== Selección ==
_ _ _ _ _ _ _
Raúl Rivero.
El Nuevo Herald,
febrero 5, 2003.
Los cubanos, que llevan décadas bailando con la más fea, tendrán
ahora que irse a bailar al platanal de Bartolo. Me asiste la sabiduría
popular de este país para comentar cómo las nuevas generaciones de
bailadores han perdido las pistas.
Sucede que, de una manera gradual y persistente, se han eliminado los sitios
donde los amantes de la música popular iban a estrenar sus pasillos o a
repetirlos hasta el cansancio, bajo las noches indiferentes y cálidas y a
ritmo de orquestas con nombres astrales y sugestivos, como Las Estrellas de
Chocolate, Sensación y Las Maravillas de Florida.
Los fanáticos del baile, esos exhibicionistas que veíamos
recoger pañuelos con la boca y ponerse vertical o hacerse un garabato en
equilibrio y de un solo pie encerrado en un zapato de dos tonos, se repliegan
hacia los solares a bailar frente a las familias y con horario fijo.
_ _ _ _ _ _ _
== Datos mostrados ==
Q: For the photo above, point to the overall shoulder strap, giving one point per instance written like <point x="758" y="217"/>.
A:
_ _ _ _ _ _ _
== Lista de tareas ==
- A) Actualiza el fragmento de la columna sobre el baile que va de "Los cubanos, que" a "con horario fijo.", cambiando "orquestas" por "bandas".
- B) Traduce al inglés esta oración de la columna sobre el baile: "Me asiste la sabiduría popular de este país para comentar cómo las nuevas generaciones de bailadores han perdido las pistas."
Responde basándote únicamente en la columna sobre el baile.

== Soluciones por tarea ==
- A)
Los cubanos, que llevan décadas bailando con la más fea, tendrán
ahora que irse a bailar al platanal de Bartolo. Me asiste la sabiduría
popular de este país para comentar cómo las nuevas generaciones de
bailadores han perdido las pistas.
Sucede que, de una manera gradual y persistente, se han eliminado los sitios
donde los amantes de la música popular iban a estrenar sus pasillos o a
repetirlos hasta el cansancio, bajo las noches indiferentes y cálidas y a
ritmo de bandas con nombres astrales y sugestivos, como Las Estrellas de
Chocolate, Sensación y Las Maravillas de Florida.
Los fanáticos del baile, esos exhibicionistas que veíamos
recoger pañuelos con la boca y ponerse vertical o hacerse un garabato en
equilibrio y de un solo pie encerrado en un zapato de dos tonos, se repliegan
hacia los solares a bailar frente a las familias y con horario fijo.

- B) The popular wisdom of this country helps me comment on how the new generations of dancers have lost their dance floors.